Provided passage –
####################

We responded in kind. One day, in 1966, he came to us and said, "Gentlemen, the rains have washed away the lines on the roads, we need twenty kilos of lime today. Can you help?" Although we were working very little at the time, he had approached us as human beings, and we agreed to assist him.

That spring, we had felt a certain thawing on the part of the authorities, a relaxation of the iron-fisted discipline that had prevailed on the island. The tension between prisoners and warders had lessened somewhat.

But this lull proved to be short-lived and came to an abrupt end one morning in September. We had just put down our picks and shovels on the quarry face and were walking to the shed for lunch. As one of the general prisoners wheeled a drum of food toward us, he whispered, "Verwoerd is dead." That was all. The news quickly passed among us. We looked at each other in disbelief and glanced over at the warders, who seemed unaware that anything momentous had occurred.

We did not know how the prime minister had died. Later, we heard about the obscure white parliamentary messenger who stabbed Verwoerd to death, and we wondered at his motives. Although Verwoerd thought Africans were beneath animals, his death did not yield us any pleasure. Political assassination is not something I or the ANC has ever supported. It is a primitive way of contending with an opponent.

Verwoerd had proved to be both the chief theorist and master builder of grand apartheid. He had championed the creation of the bantustans and Bantu Education. Shortly before his death he had led the Nationalists in the general election of 1966, in which the party of apartheid had increased its majority, winning 126 seats to the 39 achieved by the United Party, and the single seat won by the Progressive Party.

As often happened on the island, we had learned significant political news before our own guards. But by the following day, it was obvious the warders knew, for they took out their anger on us. The tension that had taken months to abate was suddenly at full force. The authorities began a crackdown against political prisoners as though we had held the knife that stabbed Verwoerd.

####################

Directive –
Copy the part of the Verwoerd passage word for word, beginning at the words "Verwoerd had proved" and stopping after "that stabbed Verwoerd.".

####################

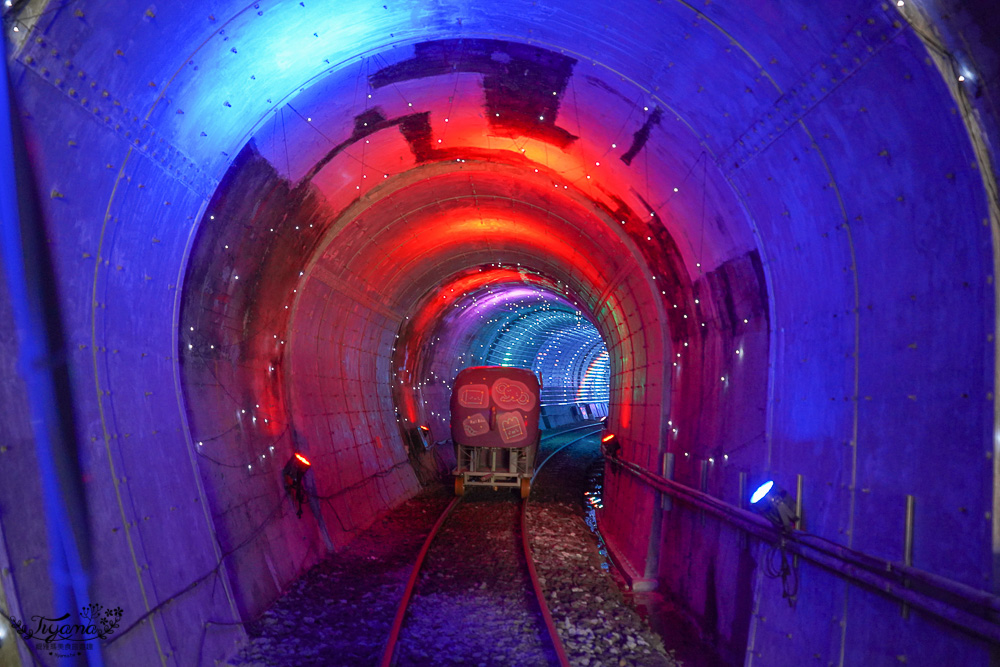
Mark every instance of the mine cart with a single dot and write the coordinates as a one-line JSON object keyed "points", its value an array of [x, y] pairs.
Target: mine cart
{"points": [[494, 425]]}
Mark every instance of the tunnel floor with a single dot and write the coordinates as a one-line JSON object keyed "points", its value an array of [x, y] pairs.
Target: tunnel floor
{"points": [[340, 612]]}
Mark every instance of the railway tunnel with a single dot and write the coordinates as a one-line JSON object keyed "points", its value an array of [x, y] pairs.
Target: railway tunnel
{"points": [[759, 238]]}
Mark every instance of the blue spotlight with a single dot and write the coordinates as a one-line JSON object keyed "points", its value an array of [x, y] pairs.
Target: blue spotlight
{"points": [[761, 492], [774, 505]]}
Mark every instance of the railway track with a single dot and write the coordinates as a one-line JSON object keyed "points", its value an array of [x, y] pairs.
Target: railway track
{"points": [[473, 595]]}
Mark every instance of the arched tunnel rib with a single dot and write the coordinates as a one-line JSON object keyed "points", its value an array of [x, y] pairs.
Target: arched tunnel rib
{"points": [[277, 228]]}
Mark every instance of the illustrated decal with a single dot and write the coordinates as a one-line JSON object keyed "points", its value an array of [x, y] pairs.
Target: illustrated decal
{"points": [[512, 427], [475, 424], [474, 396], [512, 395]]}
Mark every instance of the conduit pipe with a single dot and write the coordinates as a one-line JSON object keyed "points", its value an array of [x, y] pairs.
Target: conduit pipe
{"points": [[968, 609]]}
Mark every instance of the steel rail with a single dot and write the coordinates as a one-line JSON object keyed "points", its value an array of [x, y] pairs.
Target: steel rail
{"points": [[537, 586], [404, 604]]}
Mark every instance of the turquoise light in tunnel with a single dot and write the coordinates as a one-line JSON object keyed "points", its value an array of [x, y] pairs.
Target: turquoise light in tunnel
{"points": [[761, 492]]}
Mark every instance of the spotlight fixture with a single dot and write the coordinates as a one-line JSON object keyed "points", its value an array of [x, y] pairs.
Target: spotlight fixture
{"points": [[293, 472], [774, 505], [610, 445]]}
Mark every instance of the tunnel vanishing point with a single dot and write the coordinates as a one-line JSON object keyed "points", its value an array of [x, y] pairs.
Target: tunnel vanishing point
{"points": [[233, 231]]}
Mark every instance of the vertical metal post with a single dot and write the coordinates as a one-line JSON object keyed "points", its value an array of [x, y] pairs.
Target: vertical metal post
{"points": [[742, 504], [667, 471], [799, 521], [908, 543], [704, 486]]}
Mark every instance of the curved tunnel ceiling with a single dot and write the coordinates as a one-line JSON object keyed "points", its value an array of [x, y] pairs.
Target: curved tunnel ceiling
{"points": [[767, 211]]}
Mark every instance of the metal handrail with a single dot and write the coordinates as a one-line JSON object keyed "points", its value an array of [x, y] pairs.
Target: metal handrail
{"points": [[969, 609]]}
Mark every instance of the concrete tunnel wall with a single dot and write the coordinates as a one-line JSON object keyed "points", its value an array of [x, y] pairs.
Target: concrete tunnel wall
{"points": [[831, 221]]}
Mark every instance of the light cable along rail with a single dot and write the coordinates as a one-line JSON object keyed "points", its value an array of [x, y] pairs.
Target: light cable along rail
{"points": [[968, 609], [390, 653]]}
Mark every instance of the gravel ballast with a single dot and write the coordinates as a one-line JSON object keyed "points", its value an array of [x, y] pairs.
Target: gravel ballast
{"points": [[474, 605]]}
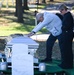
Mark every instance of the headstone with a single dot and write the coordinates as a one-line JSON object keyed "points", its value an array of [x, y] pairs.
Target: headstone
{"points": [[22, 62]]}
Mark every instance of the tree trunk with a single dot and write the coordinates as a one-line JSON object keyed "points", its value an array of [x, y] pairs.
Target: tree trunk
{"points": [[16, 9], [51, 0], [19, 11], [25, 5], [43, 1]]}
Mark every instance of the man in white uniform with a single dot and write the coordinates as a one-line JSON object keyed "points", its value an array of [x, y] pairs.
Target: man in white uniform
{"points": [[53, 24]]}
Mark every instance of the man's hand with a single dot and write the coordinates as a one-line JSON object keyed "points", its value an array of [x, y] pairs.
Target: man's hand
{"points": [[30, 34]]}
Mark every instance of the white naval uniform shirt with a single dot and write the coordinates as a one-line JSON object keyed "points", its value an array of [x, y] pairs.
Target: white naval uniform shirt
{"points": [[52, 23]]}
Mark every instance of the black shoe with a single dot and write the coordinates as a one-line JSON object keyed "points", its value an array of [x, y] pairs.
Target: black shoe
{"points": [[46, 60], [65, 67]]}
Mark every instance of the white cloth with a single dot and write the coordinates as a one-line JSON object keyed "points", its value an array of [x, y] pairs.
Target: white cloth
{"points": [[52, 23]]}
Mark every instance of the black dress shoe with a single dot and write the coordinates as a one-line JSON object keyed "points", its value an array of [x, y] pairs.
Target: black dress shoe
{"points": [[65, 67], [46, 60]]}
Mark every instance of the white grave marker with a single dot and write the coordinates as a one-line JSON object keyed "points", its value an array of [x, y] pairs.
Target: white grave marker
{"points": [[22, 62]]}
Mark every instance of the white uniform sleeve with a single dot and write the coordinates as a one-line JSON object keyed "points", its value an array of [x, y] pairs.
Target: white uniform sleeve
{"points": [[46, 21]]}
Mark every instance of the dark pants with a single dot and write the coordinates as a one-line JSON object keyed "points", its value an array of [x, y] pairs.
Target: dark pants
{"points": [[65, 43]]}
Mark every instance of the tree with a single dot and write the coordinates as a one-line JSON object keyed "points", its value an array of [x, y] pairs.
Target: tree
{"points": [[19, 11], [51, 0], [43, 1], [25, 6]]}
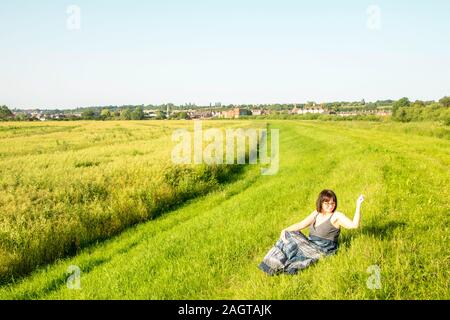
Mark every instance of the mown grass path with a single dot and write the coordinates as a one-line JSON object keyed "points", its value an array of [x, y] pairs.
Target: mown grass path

####################

Answer to this exercise –
Verwoerd had proved to be both the chief theorist and master builder of grand apartheid. He had championed the creation of the bantustans and Bantu Education. Shortly before his death he had led the Nationalists in the general election of 1966, in which the party of apartheid had increased its majority, winning 126 seats to the 39 achieved by the United Party, and the single seat won by the Progressive Party.

As often happened on the island, we had learned significant political news before our own guards. But by the following day, it was obvious the warders knew, for they took out their anger on us. The tension that had taken months to abate was suddenly at full force. The authorities began a crackdown against political prisoners as though we had held the knife that stabbed Verwoerd.